■ **Problem description**
Give back exactly the lines running from the line with "# mark the region of every instance of the arabic" to the end of the entries, and only those lines.
------ Entries provided
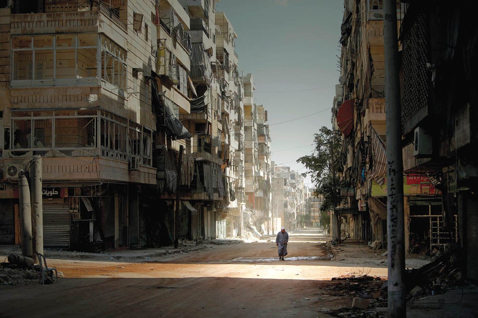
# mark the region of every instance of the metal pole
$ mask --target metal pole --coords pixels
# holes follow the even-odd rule
[[[31,173],[32,212],[33,213],[33,252],[43,253],[43,198],[41,194],[41,156],[34,156],[30,169]]]
[[[387,223],[388,225],[388,315],[406,316],[403,167],[398,71],[397,1],[383,1],[385,120],[387,128]]]
[[[179,154],[178,157],[178,175],[176,176],[176,210],[174,213],[174,248],[178,248],[179,245],[179,188],[181,186],[181,166],[182,164],[182,151],[184,150],[182,145],[179,146]]]
[[[24,256],[33,255],[32,238],[32,207],[30,204],[30,188],[28,181],[23,173],[19,176],[18,187],[21,213],[21,254]]]

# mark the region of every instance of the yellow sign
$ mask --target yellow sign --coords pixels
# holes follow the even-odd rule
[[[407,176],[403,177],[403,195],[434,196],[440,191],[430,182],[426,176]],[[380,186],[372,181],[372,196],[387,196],[387,180]]]

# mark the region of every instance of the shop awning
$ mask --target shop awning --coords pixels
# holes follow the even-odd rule
[[[379,200],[373,197],[369,197],[367,200],[368,208],[378,214],[382,220],[387,219],[387,206]]]
[[[182,125],[174,113],[174,103],[167,97],[164,98],[165,124],[166,132],[176,139],[185,139],[192,135]]]
[[[354,128],[354,99],[347,99],[340,105],[337,118],[339,129],[348,137]]]
[[[189,201],[182,201],[182,204],[184,205],[184,206],[187,208],[189,211],[191,211],[191,213],[192,214],[196,214],[198,213],[198,210],[194,208],[194,207],[191,205],[189,203]]]
[[[339,215],[353,215],[364,213],[363,211],[359,211],[357,207],[336,207],[334,211]]]
[[[203,112],[204,111],[204,99],[206,96],[203,95],[191,101],[191,112]]]

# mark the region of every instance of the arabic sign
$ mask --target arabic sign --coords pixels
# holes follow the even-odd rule
[[[68,197],[68,188],[43,187],[41,188],[41,195],[43,198],[54,199]]]
[[[433,196],[439,193],[426,176],[411,175],[403,177],[403,195]],[[387,196],[387,180],[380,186],[372,181],[372,196]]]

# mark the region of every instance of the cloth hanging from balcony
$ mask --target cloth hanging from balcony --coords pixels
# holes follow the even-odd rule
[[[191,138],[189,131],[182,125],[174,113],[174,103],[167,97],[163,96],[162,106],[164,112],[164,124],[166,132],[175,139],[185,139]]]
[[[347,99],[337,112],[337,125],[345,137],[348,137],[354,128],[354,99]]]
[[[158,88],[158,83],[155,77],[151,78],[151,111],[155,115],[160,113],[161,102],[159,99],[159,90]]]
[[[223,197],[225,194],[224,191],[224,184],[222,183],[222,174],[221,173],[220,166],[219,165],[215,165],[215,169],[216,170],[216,175],[217,178],[218,192],[219,196]]]
[[[232,183],[229,181],[229,200],[231,201],[236,201],[236,192],[234,192],[234,187],[233,187]]]
[[[209,198],[212,199],[214,196],[214,191],[211,166],[204,165],[202,166],[202,169],[204,173],[204,190]]]
[[[210,57],[202,43],[192,43],[192,53],[191,56],[191,77],[198,80],[201,79],[207,85],[210,85],[213,72],[211,68]]]
[[[206,104],[204,103],[206,96],[204,95],[200,96],[191,101],[191,112],[203,112],[204,111]]]
[[[387,173],[387,146],[373,126],[372,131],[371,144],[369,149],[366,162],[367,177],[373,179],[380,185],[385,182]]]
------------
■ **Final result**
# mark the region of every instance of the arabic sign
$ mask --target arabic sign --coords pixels
# holes follow the even-odd rule
[[[68,197],[68,188],[43,187],[41,188],[41,195],[43,198],[54,199]]]
[[[433,196],[439,193],[426,176],[411,175],[403,177],[403,195]],[[387,196],[387,180],[380,186],[372,181],[372,196]]]

# mark the region of every instance of the cloth hanging from balcony
$ mask --target cloth hanging from balcony --coords pixels
# holes follow the even-odd rule
[[[191,138],[189,131],[182,125],[174,113],[174,103],[167,97],[163,96],[162,106],[164,112],[164,124],[166,132],[175,139],[185,139]]]
[[[347,99],[337,112],[337,125],[345,137],[348,137],[354,128],[354,99]]]
[[[158,88],[158,83],[155,77],[151,78],[151,111],[155,115],[160,113],[161,102],[159,99],[159,90]]]
[[[223,197],[225,194],[224,191],[224,184],[222,183],[222,174],[221,173],[220,166],[219,165],[215,165],[215,169],[216,170],[216,175],[217,178],[218,192],[219,196]]]
[[[232,183],[229,181],[229,200],[231,201],[236,201],[236,192],[234,192],[234,187],[233,187]]]
[[[209,198],[212,199],[214,196],[214,191],[211,166],[204,165],[202,166],[202,169],[204,173],[204,190]]]
[[[210,57],[202,43],[192,43],[192,53],[191,56],[191,77],[198,80],[201,79],[207,85],[210,85],[213,72],[211,68]]]
[[[206,104],[204,103],[206,96],[204,95],[200,96],[191,101],[191,112],[203,112],[204,111]]]
[[[387,173],[387,146],[373,126],[372,131],[371,144],[369,149],[366,162],[367,177],[373,179],[380,185],[385,182]]]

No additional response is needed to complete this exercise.